Problem: From the passage on the Tuareg imzad player, transcribe the portion that begins at the words "Ajo, 92, plays" and stops after "in her community.".

Passage for review:
########################################
Photographer: Matilde Gattoni

Year of Submission: 2016 (Educators Edition) 

Ajo, 92, plays her imzad at a gathering of Tuareg women and girls. The bowlshaped body of Ajo’s instrument is made from a calabash with an animal skin drawn taut across its top to create a sound box. Its single string, and that of its bow, are made from horse hair. In the Tuareg’s matrilineal culture, only women play the imzad, which can be played as a solo instrument and to accompany singing. Performances usually take place at evening parties. The nomadic Tuareg have for centuries lived across the Saharan areas of what are now Mali, Niger, Algeria and Libya. Women have traditionally been the main conduit passing culture from one generation to the next. Since the start of the 20th century, the number of imzad players has been in gradual but continual decline. Ajo is one of only three women who plays the imzad in her community.

 

 

Masaya, Nicaragua

 

Photographer: Antonio Aragón Renuncio

Year of Submission: 2016 (Educators Edition)
########################################
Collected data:

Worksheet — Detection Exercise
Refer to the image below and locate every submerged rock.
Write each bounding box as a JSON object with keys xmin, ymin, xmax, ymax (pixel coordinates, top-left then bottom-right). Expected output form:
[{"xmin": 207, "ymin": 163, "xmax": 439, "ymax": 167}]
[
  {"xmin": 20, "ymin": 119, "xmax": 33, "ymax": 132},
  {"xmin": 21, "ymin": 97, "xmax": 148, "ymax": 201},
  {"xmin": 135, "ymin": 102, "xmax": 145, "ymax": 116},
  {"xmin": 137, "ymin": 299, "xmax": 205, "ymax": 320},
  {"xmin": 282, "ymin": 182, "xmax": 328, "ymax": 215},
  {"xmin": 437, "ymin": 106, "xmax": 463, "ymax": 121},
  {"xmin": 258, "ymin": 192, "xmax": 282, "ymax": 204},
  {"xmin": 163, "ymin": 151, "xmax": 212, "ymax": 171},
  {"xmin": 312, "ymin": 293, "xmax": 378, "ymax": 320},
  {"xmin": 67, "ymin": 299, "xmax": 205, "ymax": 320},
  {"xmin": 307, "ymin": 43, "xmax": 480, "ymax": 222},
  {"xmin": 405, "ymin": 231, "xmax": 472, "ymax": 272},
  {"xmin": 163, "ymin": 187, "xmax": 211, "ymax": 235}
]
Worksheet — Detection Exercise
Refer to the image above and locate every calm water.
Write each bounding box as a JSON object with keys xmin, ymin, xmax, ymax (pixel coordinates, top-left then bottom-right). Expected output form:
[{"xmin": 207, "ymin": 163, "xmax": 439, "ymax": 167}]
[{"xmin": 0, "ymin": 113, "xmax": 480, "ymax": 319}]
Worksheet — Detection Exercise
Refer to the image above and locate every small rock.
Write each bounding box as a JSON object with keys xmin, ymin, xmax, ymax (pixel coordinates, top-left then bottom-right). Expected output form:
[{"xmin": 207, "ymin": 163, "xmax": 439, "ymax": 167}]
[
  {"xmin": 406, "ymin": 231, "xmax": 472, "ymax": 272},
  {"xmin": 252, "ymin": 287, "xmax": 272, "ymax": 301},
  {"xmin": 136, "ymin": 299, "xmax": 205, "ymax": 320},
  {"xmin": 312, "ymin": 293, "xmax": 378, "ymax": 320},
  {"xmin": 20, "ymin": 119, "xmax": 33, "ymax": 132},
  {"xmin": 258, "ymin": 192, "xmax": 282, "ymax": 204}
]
########################################
Solution to the exercise:
Ajo, 92, plays her imzad at a gathering of Tuareg women and girls. The bowlshaped body of Ajo’s instrument is made from a calabash with an animal skin drawn taut across its top to create a sound box. Its single string, and that of its bow, are made from horse hair. In the Tuareg’s matrilineal culture, only women play the imzad, which can be played as a solo instrument and to accompany singing. Performances usually take place at evening parties. The nomadic Tuareg have for centuries lived across the Saharan areas of what are now Mali, Niger, Algeria and Libya. Women have traditionally been the main conduit passing culture from one generation to the next. Since the start of the 20th century, the number of imzad players has been in gradual but continual decline. Ajo is one of only three women who plays the imzad in her community.